(Work request): Reproduce every one of the following rows verbatim, leaving out the pictures.

──────── Supplied records ────────

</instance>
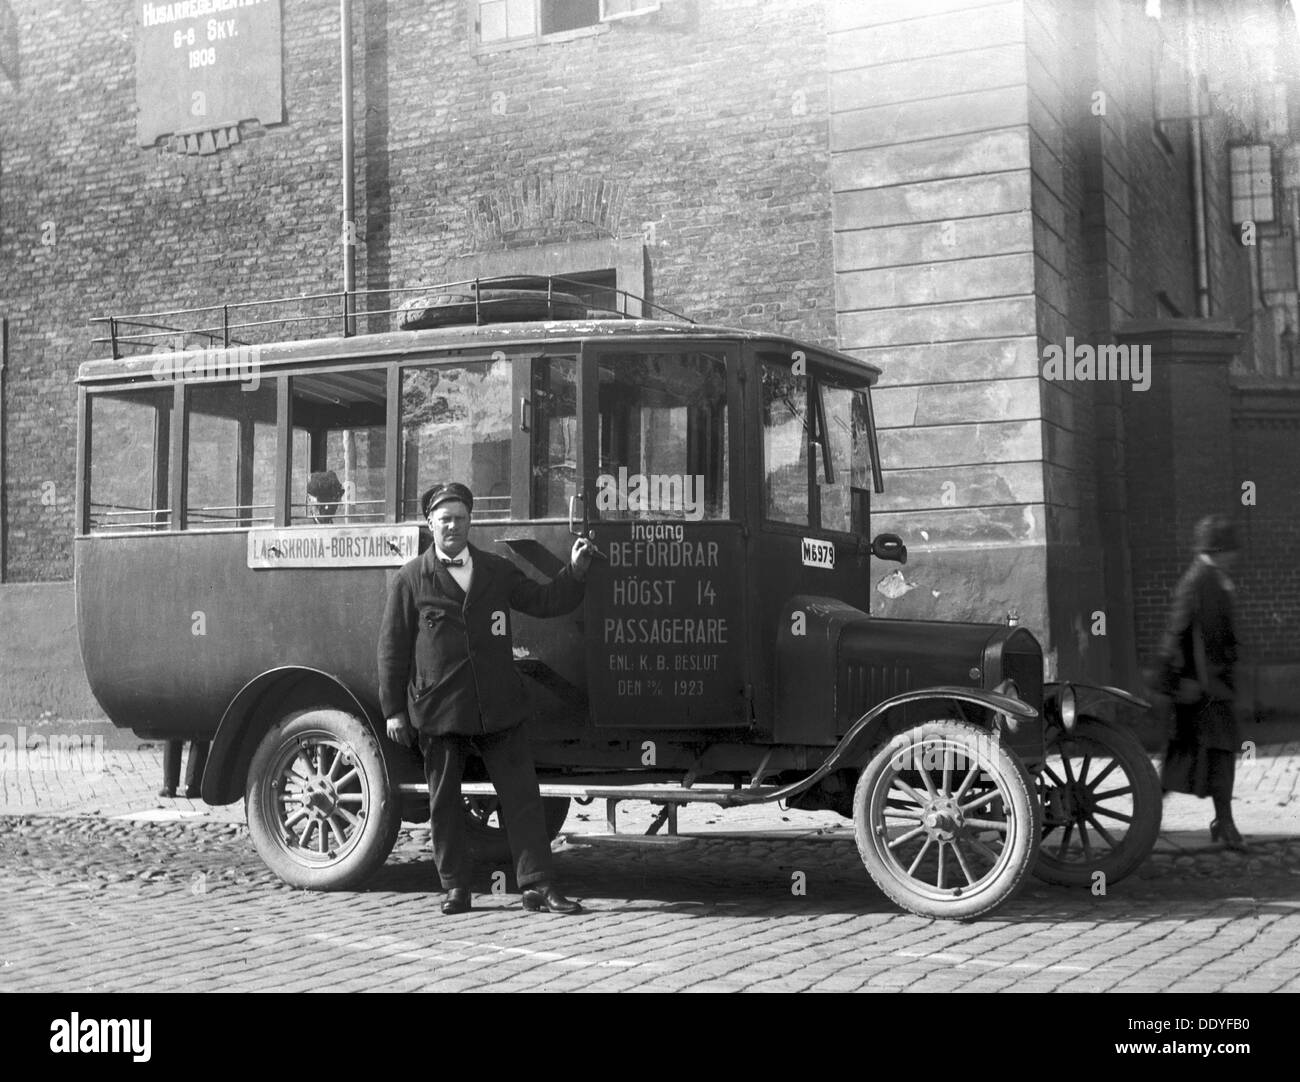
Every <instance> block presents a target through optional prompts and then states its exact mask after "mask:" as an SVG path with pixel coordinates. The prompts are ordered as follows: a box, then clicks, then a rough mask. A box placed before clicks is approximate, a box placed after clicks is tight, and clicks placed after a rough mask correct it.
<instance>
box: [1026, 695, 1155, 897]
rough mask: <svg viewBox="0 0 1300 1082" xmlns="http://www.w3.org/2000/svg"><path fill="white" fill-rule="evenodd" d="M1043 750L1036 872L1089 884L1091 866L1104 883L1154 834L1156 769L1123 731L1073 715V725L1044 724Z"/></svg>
mask: <svg viewBox="0 0 1300 1082" xmlns="http://www.w3.org/2000/svg"><path fill="white" fill-rule="evenodd" d="M1047 753H1048V757H1047V762H1045V763H1044V767H1043V774H1041V775H1040V779H1039V782H1040V791H1041V796H1043V839H1041V844H1040V847H1039V856H1037V861H1036V862H1035V865H1034V874H1035V875H1036V877H1037V878H1039V879H1043V880H1045V882H1048V883H1060V884H1062V886H1066V887H1091V886H1092V884H1093V882H1095V878H1093V877H1095V873H1097V871H1101V873H1104V874H1105V878H1106V882H1108V883H1115V882H1118V880H1119V879H1123V878H1125V877H1126V875H1128V874H1130V873H1132V871H1134V870H1136V869H1138V866H1139V865H1140V864H1141V862H1143V861H1144V860H1147V856H1148V854H1149V853H1151V851H1152V848H1153V847H1154V845H1156V839H1157V836H1158V835H1160V818H1161V802H1162V801H1161V791H1160V776H1158V775H1157V774H1156V767H1154V766H1152V762H1151V758H1149V757H1148V756H1147V752H1145V750H1144V749H1143V746H1141V743H1140V741H1139V740H1138V737H1136V736H1134V735H1132V733H1131V732H1128V731H1127V730H1122V728H1115V727H1114V726H1109V724H1106V723H1105V722H1101V720H1097V719H1096V718H1079V720H1078V723H1076V724H1075V727H1074V730H1073V731H1071V732H1066V731H1065V730H1063V728H1060V727H1056V728H1052V730H1049V731H1048V733H1047Z"/></svg>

────────

(Task solution):
</instance>
Every <instance> block presents a target through optional prompts and then states its exact mask after "mask:" as an SVG path with pixel coordinates. The prompts are ordered as follows: a box, then clicks, then a rough mask. A box placed before clicks is approximate, a box placed after clicks is tight, and clicks placed after a rough mask correct it.
<instance>
box: [1026, 695, 1155, 897]
rough mask: <svg viewBox="0 0 1300 1082" xmlns="http://www.w3.org/2000/svg"><path fill="white" fill-rule="evenodd" d="M1043 750L1036 872L1089 884L1091 866L1104 883L1154 834L1156 769L1123 731L1073 715V725L1044 724Z"/></svg>
mask: <svg viewBox="0 0 1300 1082" xmlns="http://www.w3.org/2000/svg"><path fill="white" fill-rule="evenodd" d="M1047 753H1048V757H1047V762H1045V763H1044V767H1043V774H1041V775H1040V779H1039V782H1040V791H1041V796H1043V839H1041V844H1040V847H1039V856H1037V861H1036V862H1035V865H1034V874H1035V875H1036V877H1037V878H1039V879H1043V880H1045V882H1048V883H1060V884H1062V886H1066V887H1091V886H1092V884H1093V882H1095V878H1093V877H1095V873H1097V871H1101V873H1104V874H1105V878H1106V882H1108V883H1115V882H1118V880H1119V879H1123V878H1125V877H1126V875H1128V874H1130V873H1132V871H1134V870H1136V869H1138V866H1139V865H1140V864H1141V862H1143V861H1144V860H1147V856H1148V854H1149V853H1151V851H1152V848H1153V847H1154V845H1156V839H1157V836H1158V835H1160V818H1161V802H1162V801H1161V791H1160V776H1158V775H1157V774H1156V767H1154V766H1152V762H1151V758H1149V757H1148V756H1147V752H1145V750H1144V749H1143V746H1141V743H1140V741H1139V740H1138V737H1136V736H1134V735H1132V733H1131V732H1128V731H1127V730H1122V728H1115V727H1114V726H1109V724H1106V723H1105V722H1101V720H1097V719H1096V718H1079V720H1078V723H1076V724H1075V727H1074V730H1073V731H1071V732H1066V731H1065V730H1063V728H1060V727H1056V728H1052V730H1049V731H1048V733H1047Z"/></svg>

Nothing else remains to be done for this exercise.